(ИЗБРАННЫЙ ФРАГМЕНТ):
Каравелла «Нинья» была любимицей Адмирала, а значит, и моей. «Если бы она не умела стойко выдерживать курс, – писал Колумб после февральского шторма 1493 года, – я бы мог просто заблудиться». «Санта-Мария», которая никогда не нравилась Христофору, села на мель у Эспаньолы, где и осталась навсегда. «Пинта» вернулась домой и потом исчезла из истории. Но «Нинья»! О ней можно петь песни и слагать легенды! Построенная в Рибера-де-Могер – ныне заиленном устье реки Тинто, – она прошла все Первое путешествие и благополучно доставила Адмирала домой. «Нинья» сопровождала большой флот во время Второго путешествия на Эспаньолу, причем Колумб выбрал ее флагманским судном из числа остальных семнадцати и выкупил в собственность половину ее доли. «Нинья» стала единственным судном, пережившим в водах Вест-Индии страшный ураган 1495 года и вернувшим Адмирала и более ста человек в Испанию в 1496 году. При возвращении из несанкционированного плавания из Кадиса в Рим она была захвачена пиратами у берегов Сардинии, но, отбитая капитаном и командой, возвращена в Испанию. В 1498 году «Нинья» вернулась на Гаити в авангарде Третьего путешествия, затем стояла на приколе в Санто-Доминго в 1500 году, а в 1501 году совершила торговое плавание к Жемчужному побережью. Предполагая, что она благополучно возвратилась в Испанию, мы приходим к выводу, что эта каравелла прошла под командованием Адмирала не менее 25 000 миль, исторически став одним из величайших малых кораблей в мировой истории.

Официально эта каравелла называлась «Санта-Кларой» в честь святой покровительницы Могера. В те времена любое испанское судно имело религиозное имя, но обычно оно становилось известным под прозвищем, которое могло означать и женскую форму имени отца владельца или капитана, и порта приписки, или просто какое-то особое техническое качество хода. Например, каравелла, принадлежавшая Гонсалесу Бачиллеру, получила прозвище «Бачил-лера», корабль «Сантьяго де Палое» называли «Бермуды» в честь судовладельца Франсиско Бермудеса, «Кастилия» принадлежала некоему Кастуло. На юге Испании баскский или галисийский корабль могли бы получить имена «Ла Висканья» или «Ла Гальега», а вторая «Санта-Мария» Колумба была известна под именем «Ла Галанте» за легкость парусного управления. Вот и «Санта-Клара» прославилась как «Нинья», будучи названной так в честь своего судовладельца Хуана Ниноса из Могера.

(ПРИВЕДЁННЫЕ ДАННЫЕ):
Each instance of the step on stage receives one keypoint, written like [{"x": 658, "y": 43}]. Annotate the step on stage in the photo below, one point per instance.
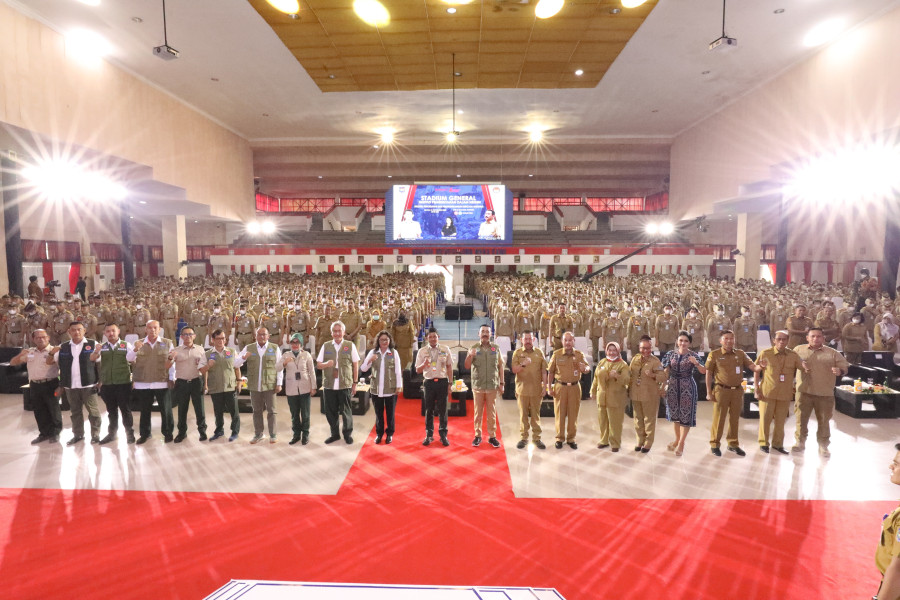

(УПРАЖНЕНИЯ):
a: Переведите на английский язык предложение из фрагмента о каравелле «Нинья»: «„Пинта“ вернулась домой и потом исчезла из истории».
b: Продолжите фрагмент о каравелле «Нинья», начав сразу после его последнего предложения.

(ОТВЕТЫ):
a: The Pinta returned home and then vanished from history.

b:
 

«Нинья» – единственное судно из флота Колумба, о технических данных которого мы имеем хоть какие-то обрывочные сведения. Мигель де Кунео, ходивший на этой каравелле в 1494 году к побережью Кубы, говорил, что ее «тоннаж» составлял «около 60 тонн», в то время как во время запретного плавания в Рим в 1497 году она перевозила груз в 51 тонну. Поскольку причиной этого несанкционированного фрахта являлась острая нехватка судов, «Нинья» оказалась загруженной почти до предела. Отсюда мы можем сделать вывод, что тоннаж этой каравеллы действительно составлял около 60 тонн (как правило, каравеллы имели 55 тонн).

Почему я взял эти слова в кавычки? Отвлечемся от привычного слова «тонна» и вспомним, что вкладывалось в понятие «тоннаж» в 1492 году. К нему не имеет никакого отношения ни грузоподъемность судна, ни водоизмещение, ни конструктивный вес. Под «тоннажем» подразумевалась его кубическая вместимость в пересчете на винные бочки, так называемые «туны». Кастильская «тонелада» или португальская «тонель» (оба этих слова я перевожу как «тонна») на самом деле была бочкой вина – очень большой, равной по объему двум «пипасам» – длинным конусообразным бочонкам, в которых до сих пор продается портвейн. Поскольку вино являлось весьма обычным грузом, то туна и пипас имели стандартные размеры, а вместимость подпалубного пространства судна, выраженная в тонеладах, стала приблизительным показателем его размера. Таким образом, в 1492 году «тоннаж» корабля означал количество тун (или удвоенное количество пипасов), которое он мог вместить. Туна, тонелада или «тонна» примерно (очень приблизительно) была равна 40 кубическим футам, и эта последняя цифра со временем стала единицей грузоподъемности (или тоннажа, или вместимости) для английских судов, а в Америке использовалась вплоть до Гражданской войны. Начиная с XVII века в каждой стране появилось правило определять официальный тоннаж судна по формуле, включающей его длину, ширину и высоту, что давало приблизительную оценку вместимости. Но в 1492 году «тоннаж» означал лишь количество бочонков вина, которые мог вместить корабль, причем по субъективным прикидкам владельца или по подтвержденным отчетам предыдущих плаваний. Таким образом, «тоннаж» являлся переменной величиной, а не константой.


«НИНЬЯ» ПОД ПЕРВОНАЧАЛЬНЫМ ЛАТИНСКИМ ПАРУСОМ


«ПИНТА» («НИНЬЯ» С ПЕРЕУСТАНОВЛЕННОЙ ПАРУСНОЙ ОСНАСТКОЙ) Рисунок с моделей д’Альбертиса. Морской музей, Петли, Генуя



МОДЕЛИ «САНТА-МАРИИ»

Модель Р.С. Андерсена. Галерея американского искусства Аддисона, Андовер (вверху): модель по чертежам д’Альбертиса. Морской музей, Петли, Генуя (внизу)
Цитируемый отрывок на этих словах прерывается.